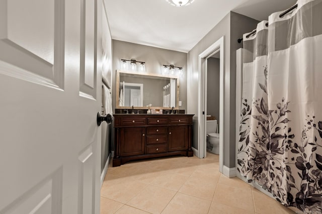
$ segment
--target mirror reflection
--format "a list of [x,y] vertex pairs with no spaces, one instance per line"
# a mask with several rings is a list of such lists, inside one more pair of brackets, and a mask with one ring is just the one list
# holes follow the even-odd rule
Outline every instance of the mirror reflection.
[[179,107],[178,77],[118,71],[116,80],[117,108]]

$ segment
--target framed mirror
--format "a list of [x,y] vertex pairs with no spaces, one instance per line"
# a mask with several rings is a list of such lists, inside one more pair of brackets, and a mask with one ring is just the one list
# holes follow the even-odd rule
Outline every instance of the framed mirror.
[[179,78],[117,71],[116,109],[179,109]]

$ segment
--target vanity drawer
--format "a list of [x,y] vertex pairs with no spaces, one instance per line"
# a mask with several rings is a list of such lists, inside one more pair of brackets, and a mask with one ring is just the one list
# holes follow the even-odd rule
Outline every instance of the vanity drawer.
[[167,127],[156,126],[154,127],[147,127],[146,131],[147,135],[165,134],[167,133]]
[[167,144],[146,146],[147,154],[162,153],[163,152],[167,152]]
[[150,136],[146,137],[146,144],[167,143],[167,136]]
[[170,118],[169,123],[170,124],[188,124],[189,120],[187,118]]
[[144,126],[145,125],[145,118],[121,118],[120,124],[121,126]]
[[148,125],[167,125],[168,119],[167,118],[148,118]]

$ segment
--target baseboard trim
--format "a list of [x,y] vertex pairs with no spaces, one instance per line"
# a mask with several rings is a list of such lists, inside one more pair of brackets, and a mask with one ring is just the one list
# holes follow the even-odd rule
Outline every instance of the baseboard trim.
[[104,166],[104,169],[103,170],[103,172],[101,174],[101,188],[102,188],[102,185],[103,185],[103,182],[104,181],[104,178],[105,177],[105,175],[106,175],[106,173],[107,172],[107,169],[109,168],[109,164],[110,164],[110,160],[111,158],[111,153],[110,153],[109,155],[109,157],[107,158],[107,160],[106,161],[106,163],[105,163],[105,166]]
[[198,157],[198,150],[193,147],[191,147],[191,149],[192,149],[192,151],[193,151],[193,155]]
[[236,167],[228,168],[224,165],[222,167],[222,174],[228,178],[236,177]]

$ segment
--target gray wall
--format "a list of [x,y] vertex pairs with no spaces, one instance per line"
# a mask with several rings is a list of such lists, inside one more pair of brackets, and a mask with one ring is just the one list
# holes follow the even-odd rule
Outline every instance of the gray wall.
[[[187,57],[186,53],[113,40],[113,91],[116,91],[115,77],[116,70],[121,68],[121,59],[132,58],[137,61],[145,62],[146,72],[158,75],[163,73],[163,64],[172,64],[175,66],[183,67],[184,73],[180,77],[179,91],[179,100],[182,101],[182,105],[179,109],[187,110]],[[113,110],[115,111],[116,104],[115,93],[113,93],[112,101]]]
[[[224,162],[229,168],[235,166],[235,112],[236,85],[236,50],[242,47],[237,42],[244,33],[252,31],[259,22],[257,20],[229,12],[188,53],[187,100],[188,114],[198,114],[198,55],[222,36],[224,37]],[[197,142],[193,142],[197,147]]]
[[238,43],[237,40],[243,38],[244,34],[251,32],[256,29],[257,24],[259,23],[257,20],[234,12],[230,12],[230,161],[229,165],[226,165],[229,168],[235,167],[236,156],[236,51],[243,48],[243,42]]
[[220,63],[216,58],[211,57],[207,61],[207,115],[215,116],[219,124]]
[[[105,3],[103,2],[104,9],[105,8]],[[102,45],[103,49],[105,54],[106,55],[107,58],[108,59],[109,62],[107,64],[112,64],[112,36],[111,32],[110,31],[110,26],[107,20],[107,15],[104,12],[106,10],[103,10],[102,19],[103,29],[102,29]],[[112,67],[109,67],[108,69],[103,69],[102,71],[102,78],[108,84],[111,85],[111,79],[112,71]],[[113,93],[113,91],[112,91]],[[102,93],[102,95],[103,93]],[[105,97],[102,97],[102,106],[105,105]],[[106,164],[106,162],[108,159],[109,155],[111,153],[111,147],[112,145],[111,139],[111,125],[107,125],[106,123],[102,123],[101,126],[102,127],[102,142],[101,145],[101,173],[103,172],[104,169],[104,166]]]
[[[188,114],[194,114],[198,116],[198,56],[199,55],[206,50],[208,47],[224,36],[224,90],[225,97],[224,102],[225,105],[225,114],[224,120],[229,121],[229,72],[230,72],[230,14],[227,14],[220,22],[218,23],[204,38],[199,41],[194,48],[188,53],[188,78],[187,84],[189,86],[187,88],[187,92],[189,94],[187,100],[187,110]],[[228,110],[228,111],[227,111]],[[226,132],[224,133],[224,164],[226,166],[229,165],[229,123],[224,122],[224,126]],[[197,134],[194,133],[195,136]],[[192,146],[194,148],[198,148],[198,142],[196,141],[196,138],[194,138]],[[227,154],[226,155],[227,153]]]

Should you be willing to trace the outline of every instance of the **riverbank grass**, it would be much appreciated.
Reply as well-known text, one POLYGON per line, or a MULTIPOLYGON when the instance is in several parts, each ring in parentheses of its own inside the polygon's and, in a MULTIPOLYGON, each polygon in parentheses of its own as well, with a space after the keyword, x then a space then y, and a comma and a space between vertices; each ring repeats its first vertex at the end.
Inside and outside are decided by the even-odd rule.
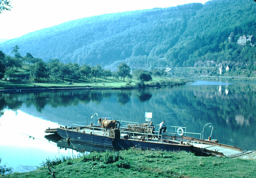
MULTIPOLYGON (((49 168, 56 177, 254 177, 256 160, 130 149, 92 152, 49 168)), ((52 175, 45 165, 33 171, 3 177, 52 177, 52 175)))
MULTIPOLYGON (((178 85, 177 83, 180 83, 180 84, 184 84, 182 80, 168 77, 153 77, 152 81, 146 83, 145 84, 150 85, 150 84, 159 83, 160 86, 161 82, 166 83, 164 81, 169 81, 173 82, 175 85, 178 85)), ((78 82, 73 81, 72 85, 69 84, 69 81, 66 81, 64 82, 58 83, 36 83, 14 82, 6 81, 0 80, 0 89, 22 89, 24 88, 75 88, 75 87, 94 87, 94 88, 121 88, 129 87, 134 85, 138 80, 135 78, 131 80, 125 78, 125 81, 123 79, 113 79, 99 78, 99 80, 95 79, 83 82, 80 81, 78 82)))

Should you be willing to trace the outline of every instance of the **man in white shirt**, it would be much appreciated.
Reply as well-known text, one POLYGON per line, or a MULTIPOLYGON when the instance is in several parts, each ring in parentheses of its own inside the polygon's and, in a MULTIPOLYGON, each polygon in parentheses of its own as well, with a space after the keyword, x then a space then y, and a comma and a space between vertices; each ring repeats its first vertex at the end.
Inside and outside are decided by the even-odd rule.
POLYGON ((161 135, 162 133, 162 130, 163 129, 163 132, 166 132, 166 127, 164 127, 165 126, 164 124, 164 121, 163 121, 163 122, 160 123, 159 124, 159 135, 161 135))

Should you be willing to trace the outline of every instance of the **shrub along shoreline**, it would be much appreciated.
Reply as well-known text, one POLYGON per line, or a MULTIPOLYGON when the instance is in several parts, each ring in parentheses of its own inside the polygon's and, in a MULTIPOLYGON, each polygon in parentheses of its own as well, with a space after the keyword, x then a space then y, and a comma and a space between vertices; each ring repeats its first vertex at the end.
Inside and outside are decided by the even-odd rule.
POLYGON ((132 148, 47 160, 34 171, 3 177, 254 177, 255 172, 255 159, 196 156, 184 151, 132 148))

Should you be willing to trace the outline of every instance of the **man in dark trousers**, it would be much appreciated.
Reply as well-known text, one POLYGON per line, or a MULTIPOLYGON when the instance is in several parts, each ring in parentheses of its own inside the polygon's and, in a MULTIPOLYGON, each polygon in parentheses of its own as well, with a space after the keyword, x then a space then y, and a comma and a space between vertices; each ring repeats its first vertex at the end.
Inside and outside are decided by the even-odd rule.
POLYGON ((163 121, 163 122, 160 123, 159 124, 159 135, 161 135, 162 133, 162 130, 163 130, 163 132, 166 132, 166 127, 164 127, 165 126, 164 124, 164 121, 163 121))

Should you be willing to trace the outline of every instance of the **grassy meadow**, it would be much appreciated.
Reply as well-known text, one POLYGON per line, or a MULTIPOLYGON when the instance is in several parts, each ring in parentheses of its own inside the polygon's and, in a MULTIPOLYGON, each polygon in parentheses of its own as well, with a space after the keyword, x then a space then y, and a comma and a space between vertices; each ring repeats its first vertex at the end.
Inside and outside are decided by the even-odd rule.
MULTIPOLYGON (((96 78, 93 77, 91 80, 89 79, 81 78, 75 80, 68 78, 64 79, 64 82, 58 79, 58 83, 35 83, 30 81, 29 72, 28 70, 29 66, 28 64, 23 64, 22 67, 17 70, 14 70, 15 77, 10 80, 5 79, 4 80, 0 80, 0 89, 22 89, 24 88, 52 88, 62 87, 96 87, 126 88, 132 88, 138 81, 135 77, 131 79, 127 78, 119 77, 117 79, 111 77, 105 78, 100 77, 96 78), (73 82, 73 84, 69 84, 73 82)), ((175 79, 166 77, 153 77, 152 81, 145 83, 148 87, 156 85, 171 86, 183 84, 186 83, 185 80, 175 79)))
POLYGON ((35 170, 3 177, 52 177, 50 170, 56 177, 255 177, 256 160, 131 148, 47 160, 35 170))

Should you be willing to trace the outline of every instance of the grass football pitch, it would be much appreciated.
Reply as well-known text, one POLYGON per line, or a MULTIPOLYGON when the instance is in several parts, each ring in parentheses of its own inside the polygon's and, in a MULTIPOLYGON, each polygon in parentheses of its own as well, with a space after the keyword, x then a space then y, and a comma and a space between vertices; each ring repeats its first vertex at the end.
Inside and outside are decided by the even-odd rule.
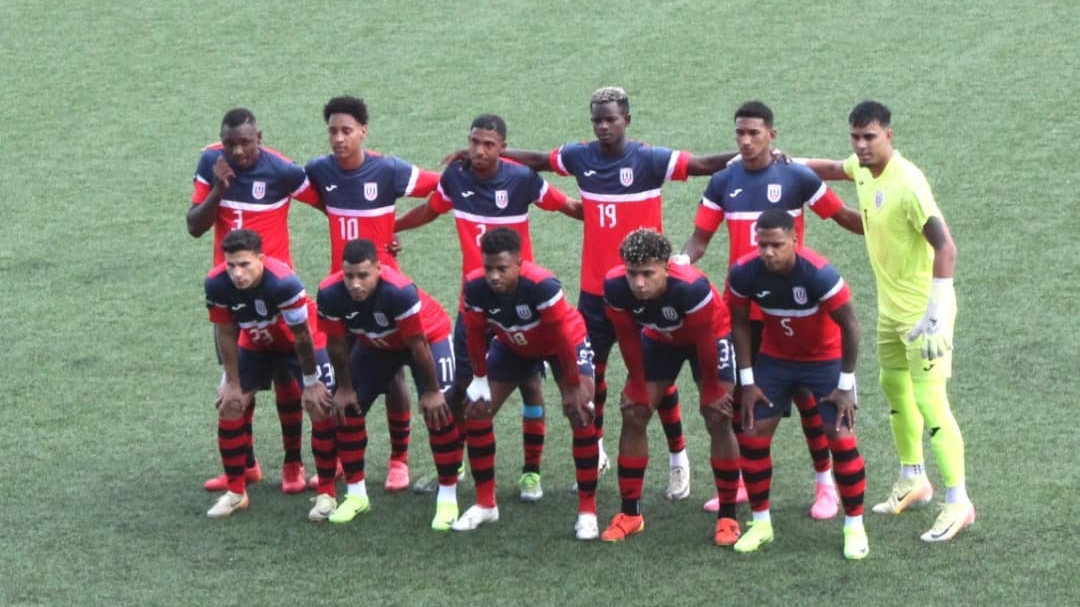
MULTIPOLYGON (((1067 0, 0 2, 0 605, 1080 604, 1078 28, 1067 0), (472 534, 437 535, 432 498, 381 490, 381 405, 369 416, 373 511, 342 527, 308 523, 310 494, 276 487, 269 394, 256 417, 267 480, 249 510, 207 520, 201 483, 219 470, 219 370, 201 292, 211 239, 192 240, 184 214, 221 114, 249 107, 265 143, 303 162, 328 151, 326 99, 359 94, 369 148, 435 168, 482 112, 507 119, 513 147, 588 139, 589 95, 607 84, 630 93, 634 138, 698 153, 730 150, 731 114, 753 98, 772 106, 778 145, 793 156, 842 158, 850 108, 867 97, 892 107, 896 148, 926 172, 959 247, 950 395, 976 524, 928 545, 918 536, 933 510, 868 513, 870 555, 845 562, 840 521, 807 515, 811 468, 788 420, 774 449, 777 541, 750 555, 716 548, 686 372, 691 498, 660 496, 657 422, 648 528, 620 544, 573 540, 557 409, 546 495, 517 501, 515 401, 497 426, 502 520, 472 534)), ((665 188, 676 245, 704 186, 665 188)), ((848 184, 835 188, 855 204, 848 184)), ((576 299, 580 227, 534 217, 538 260, 576 299)), ((326 270, 325 219, 296 205, 291 220, 313 287, 326 270)), ((451 224, 407 233, 402 265, 453 310, 451 224)), ((851 284, 863 325, 859 432, 873 503, 896 468, 876 385, 873 276, 856 238, 815 218, 808 237, 851 284)), ((726 248, 718 235, 702 262, 716 281, 726 248)), ((613 457, 613 407, 608 419, 613 457)), ((416 421, 420 472, 430 459, 416 421)), ((471 481, 459 499, 472 503, 471 481)), ((604 522, 619 503, 613 473, 598 499, 604 522)))

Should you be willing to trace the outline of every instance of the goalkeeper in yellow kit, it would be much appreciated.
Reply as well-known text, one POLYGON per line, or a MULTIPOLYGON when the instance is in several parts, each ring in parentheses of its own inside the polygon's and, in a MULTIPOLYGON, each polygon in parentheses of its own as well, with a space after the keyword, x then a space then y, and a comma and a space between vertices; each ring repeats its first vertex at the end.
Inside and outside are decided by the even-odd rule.
POLYGON ((975 521, 964 484, 963 436, 953 417, 946 380, 953 373, 956 244, 926 176, 892 147, 889 108, 863 102, 848 117, 845 161, 808 160, 825 179, 850 179, 877 281, 881 391, 900 455, 900 478, 874 512, 900 514, 933 497, 922 457, 922 431, 945 481, 945 504, 928 542, 951 539, 975 521))

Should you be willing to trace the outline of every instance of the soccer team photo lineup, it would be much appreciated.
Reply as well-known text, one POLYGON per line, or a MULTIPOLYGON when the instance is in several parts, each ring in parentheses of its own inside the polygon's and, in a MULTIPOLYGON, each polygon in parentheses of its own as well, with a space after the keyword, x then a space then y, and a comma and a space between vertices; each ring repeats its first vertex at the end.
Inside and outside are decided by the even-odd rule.
MULTIPOLYGON (((890 108, 865 100, 838 111, 851 153, 828 159, 777 149, 773 112, 760 100, 725 112, 733 141, 721 139, 729 151, 707 156, 633 139, 621 87, 583 92, 581 107, 594 138, 571 141, 568 133, 570 143, 540 150, 510 148, 497 114, 463 118, 464 147, 446 149, 440 171, 366 149, 368 107, 360 96, 325 103, 329 150, 305 164, 264 146, 247 109, 228 109, 219 124, 207 124, 207 140, 219 126, 218 140, 199 154, 186 219, 192 237, 213 234, 206 365, 216 352, 224 470, 204 483, 215 494, 206 516, 259 509, 248 485, 280 476, 285 494, 313 491, 303 505, 311 522, 348 528, 364 517, 378 525, 378 511, 369 511, 380 494, 415 491, 433 499, 432 532, 484 534, 500 520, 495 420, 509 400, 502 417, 516 427, 519 402, 521 433, 499 442, 521 441, 522 501, 544 508, 545 490, 569 485, 556 489, 542 477, 544 456, 573 462, 577 508, 552 536, 633 542, 646 531, 643 491, 662 484, 646 477, 649 433, 662 431, 667 445, 663 496, 685 500, 683 427, 703 423, 714 487, 702 507, 715 518, 687 524, 725 550, 762 550, 791 524, 770 513, 773 435, 786 417, 800 426, 812 464, 796 471, 808 485, 812 478, 810 517, 835 528, 835 543, 821 551, 858 561, 870 554, 872 536, 946 542, 972 525, 963 437, 947 394, 957 246, 923 173, 893 147, 890 108), (552 174, 572 178, 577 197, 545 177, 552 174), (692 226, 665 226, 664 185, 691 178, 702 192, 692 226), (836 180, 852 181, 856 200, 841 200, 828 185, 836 180), (294 271, 294 201, 312 207, 301 213, 325 216, 330 256, 322 275, 301 280, 294 271), (580 252, 564 252, 580 256, 580 284, 536 262, 529 218, 541 211, 580 230, 580 252), (414 282, 399 261, 408 246, 399 234, 422 234, 446 214, 457 242, 432 244, 437 256, 427 262, 460 284, 456 310, 444 309, 429 295, 436 285, 414 282), (860 325, 843 273, 806 242, 808 215, 832 220, 828 229, 865 247, 874 326, 860 325), (721 224, 727 261, 717 257, 723 244, 713 244, 706 268, 702 258, 721 224), (685 233, 685 242, 676 240, 685 233), (868 340, 878 375, 856 381, 868 340), (618 360, 625 381, 620 372, 609 383, 609 363, 618 360), (693 381, 696 397, 684 401, 677 381, 693 381), (895 453, 877 470, 895 472, 891 490, 869 496, 864 514, 856 385, 873 381, 889 408, 895 453), (554 402, 548 382, 557 389, 554 402), (268 463, 276 447, 262 444, 259 461, 253 442, 256 400, 268 406, 269 391, 284 449, 280 474, 268 463), (372 415, 386 418, 387 432, 369 436, 372 415), (545 442, 549 422, 557 441, 545 442), (557 428, 564 423, 567 437, 557 428), (410 459, 414 436, 427 437, 430 460, 410 459), (927 439, 940 474, 933 481, 927 439), (390 451, 376 491, 366 483, 369 441, 390 451), (613 476, 619 499, 598 503, 605 476, 613 476), (459 490, 467 477, 471 486, 459 490), (940 510, 929 528, 874 534, 876 518, 926 508, 935 494, 940 510)), ((690 446, 703 460, 705 445, 690 446)), ((500 467, 517 464, 505 459, 500 467)))

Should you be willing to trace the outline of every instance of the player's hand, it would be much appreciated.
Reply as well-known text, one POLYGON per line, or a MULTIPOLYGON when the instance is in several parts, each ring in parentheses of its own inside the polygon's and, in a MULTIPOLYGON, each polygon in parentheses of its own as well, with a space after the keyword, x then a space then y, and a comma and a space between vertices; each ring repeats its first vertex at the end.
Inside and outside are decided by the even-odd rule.
POLYGON ((450 415, 450 407, 446 405, 446 397, 438 390, 420 394, 420 413, 429 428, 438 430, 454 419, 450 415))
POLYGON ((229 184, 232 183, 232 178, 235 176, 237 174, 232 172, 232 167, 225 161, 225 157, 217 157, 217 162, 214 163, 214 186, 228 189, 229 184))
POLYGON ((391 257, 396 258, 397 254, 402 252, 402 248, 404 248, 402 246, 402 241, 397 237, 391 238, 390 242, 387 243, 387 253, 389 253, 391 257))
POLYGON ((854 390, 840 390, 837 388, 824 401, 833 403, 836 406, 837 432, 843 428, 845 420, 847 420, 848 430, 853 431, 855 429, 855 410, 859 409, 859 403, 856 402, 854 390))
POLYGON ((956 304, 956 292, 953 289, 953 279, 934 279, 930 291, 930 300, 922 319, 907 334, 907 340, 919 343, 919 353, 923 359, 933 361, 945 355, 953 349, 953 327, 947 324, 945 311, 956 304))
POLYGON ((761 392, 756 383, 743 386, 739 406, 742 408, 744 428, 754 428, 754 406, 758 403, 765 403, 769 405, 769 408, 772 408, 772 402, 765 396, 765 392, 761 392))
POLYGON ((454 150, 450 153, 444 156, 443 160, 440 160, 438 163, 449 164, 456 160, 464 160, 467 158, 469 158, 469 150, 467 149, 454 150))
POLYGON ((470 401, 490 401, 491 387, 487 383, 487 377, 474 375, 473 380, 465 388, 465 397, 470 401))

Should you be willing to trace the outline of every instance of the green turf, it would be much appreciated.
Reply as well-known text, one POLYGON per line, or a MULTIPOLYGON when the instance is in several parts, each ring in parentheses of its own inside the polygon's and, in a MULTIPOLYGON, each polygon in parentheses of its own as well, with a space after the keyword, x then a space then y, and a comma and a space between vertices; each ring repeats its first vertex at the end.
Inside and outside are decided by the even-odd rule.
MULTIPOLYGON (((1080 436, 1070 418, 1080 245, 1068 215, 1078 25, 1065 0, 5 0, 0 605, 1080 603, 1080 436), (481 112, 507 118, 515 147, 589 138, 588 96, 605 84, 630 92, 635 138, 696 152, 731 149, 731 113, 750 98, 773 107, 785 150, 834 158, 848 153, 854 103, 892 106, 896 147, 930 178, 959 246, 950 390, 978 523, 947 545, 926 545, 918 535, 932 512, 868 515, 869 558, 843 562, 839 522, 805 514, 810 467, 797 424, 785 422, 777 542, 754 555, 719 550, 700 510, 710 474, 689 387, 693 495, 660 499, 666 466, 654 429, 648 529, 624 544, 572 540, 569 433, 554 415, 548 494, 536 505, 516 501, 513 404, 498 424, 497 525, 435 535, 430 498, 384 495, 378 408, 373 511, 343 528, 309 524, 308 498, 275 487, 269 394, 256 420, 268 478, 252 489, 249 511, 207 521, 200 484, 219 467, 218 370, 201 294, 211 241, 186 233, 184 213, 198 149, 225 110, 251 107, 266 143, 305 161, 327 149, 322 104, 361 94, 368 146, 434 168, 481 112)), ((570 180, 552 181, 576 192, 570 180)), ((704 185, 665 189, 677 244, 704 185)), ((854 203, 848 185, 837 191, 854 203)), ((580 228, 551 215, 534 226, 539 260, 576 296, 580 228)), ((294 211, 294 256, 309 285, 326 268, 325 230, 316 213, 294 211)), ((875 386, 873 280, 860 241, 815 219, 808 233, 851 283, 863 322, 860 435, 873 501, 895 469, 875 386)), ((404 240, 405 270, 453 309, 450 219, 404 240)), ((725 256, 718 237, 703 267, 719 279, 725 256)), ((618 365, 612 375, 615 392, 618 365)), ((613 456, 619 421, 608 417, 613 456)), ((306 458, 310 468, 307 448, 306 458)), ((414 469, 427 460, 417 427, 414 469)), ((471 488, 459 491, 463 505, 471 488)), ((599 504, 602 518, 617 509, 613 475, 599 504)))

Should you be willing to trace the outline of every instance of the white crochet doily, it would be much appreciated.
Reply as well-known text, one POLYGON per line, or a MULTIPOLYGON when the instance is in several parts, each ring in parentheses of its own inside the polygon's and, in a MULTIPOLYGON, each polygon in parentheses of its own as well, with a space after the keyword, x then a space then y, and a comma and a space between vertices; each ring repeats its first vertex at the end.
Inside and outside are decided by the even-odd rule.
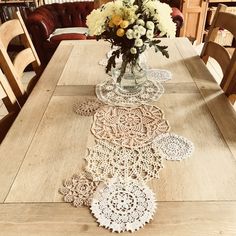
POLYGON ((87 172, 82 172, 65 180, 59 193, 64 195, 65 202, 70 202, 75 207, 90 206, 98 183, 87 172))
POLYGON ((173 133, 158 135, 153 145, 160 149, 166 160, 180 161, 192 155, 194 145, 186 138, 173 133))
POLYGON ((102 105, 103 103, 98 99, 85 99, 83 101, 76 101, 73 104, 73 110, 81 116, 92 116, 102 105))
POLYGON ((151 101, 157 101, 164 93, 164 88, 158 81, 146 80, 141 89, 135 93, 124 93, 110 79, 96 85, 96 95, 105 104, 114 106, 138 106, 151 101))
POLYGON ((134 232, 153 218, 156 202, 146 185, 116 179, 98 187, 90 209, 100 226, 112 232, 134 232))
POLYGON ((96 181, 116 176, 148 181, 159 178, 159 171, 163 168, 159 149, 151 145, 130 149, 97 140, 85 159, 87 171, 96 181))
POLYGON ((96 138, 128 148, 147 145, 168 130, 162 110, 150 105, 103 106, 95 113, 91 128, 96 138))

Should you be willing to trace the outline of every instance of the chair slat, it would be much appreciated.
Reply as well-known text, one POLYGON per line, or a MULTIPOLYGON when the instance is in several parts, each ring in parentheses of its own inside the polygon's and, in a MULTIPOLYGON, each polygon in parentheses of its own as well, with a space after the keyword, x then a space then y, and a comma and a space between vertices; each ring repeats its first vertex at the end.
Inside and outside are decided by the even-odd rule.
POLYGON ((35 60, 31 48, 26 48, 19 52, 14 59, 13 65, 16 73, 22 76, 25 68, 35 60))
MULTIPOLYGON (((221 45, 215 42, 206 43, 205 55, 214 58, 220 65, 223 74, 225 74, 226 69, 230 63, 230 55, 228 51, 221 45)), ((204 57, 202 58, 204 60, 204 57)), ((204 60, 205 61, 205 60, 204 60)))
POLYGON ((220 27, 231 32, 236 37, 236 15, 229 12, 219 12, 215 27, 220 27))
POLYGON ((18 102, 23 105, 28 97, 28 92, 32 90, 26 90, 22 84, 22 76, 27 65, 32 64, 34 71, 36 72, 37 78, 34 78, 32 86, 36 84, 37 80, 41 75, 40 60, 35 51, 29 33, 25 27, 24 21, 20 15, 20 12, 14 14, 15 19, 0 25, 0 67, 6 75, 9 84, 17 97, 18 102), (8 35, 7 32, 9 32, 8 35), (21 43, 25 49, 21 51, 11 61, 8 52, 7 45, 9 40, 14 36, 20 36, 21 43))
POLYGON ((215 39, 220 28, 226 29, 234 35, 236 40, 236 15, 226 12, 227 6, 219 4, 213 18, 206 42, 203 46, 201 58, 207 63, 208 58, 214 58, 220 65, 223 72, 221 88, 229 97, 236 93, 236 51, 230 57, 228 51, 221 45, 215 43, 215 39))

* _Work to be completed_: Reproduce the lines verbatim from the start of the records through the line containing "[[179,107],[178,77],[118,71],[116,80],[117,108]]", inclusive. Leave the pictures out.

* _Response for this exercise_:
$ segment
--target mirror reflection
--format "a list of [x,y] vertex pairs with no spaces, one instance per line"
# a mask with several rings is a list of such lists, inside one more pair of brackets, and a mask with one ring is just the one list
# holes follow the even-odd rule
Outline every instance of the mirror reflection.
[[179,107],[178,77],[118,71],[116,80],[117,108]]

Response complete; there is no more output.